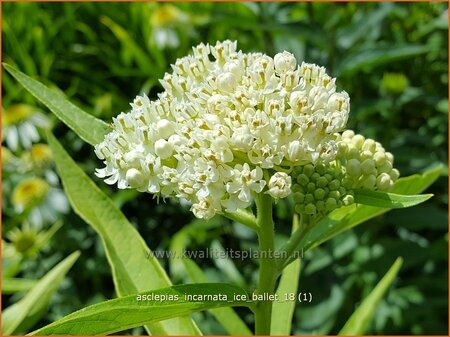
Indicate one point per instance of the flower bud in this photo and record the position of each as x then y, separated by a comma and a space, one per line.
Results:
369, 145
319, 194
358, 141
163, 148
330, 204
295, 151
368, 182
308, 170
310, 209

* * *

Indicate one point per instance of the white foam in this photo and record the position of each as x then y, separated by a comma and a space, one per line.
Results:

◆ 练习目标 ◆
列出上面所有含有单词“space”的行，逐行照抄，区分大小写。

◆ 练习答案 ◆
Indicate one point per instance of the flower bud in this photo and record the position of each as x then y, separated by a comma and a space, one per line.
Indicate one point per instance of the white foam in this photo and record the position of each as x then y, separated by a comma and a space, one per line.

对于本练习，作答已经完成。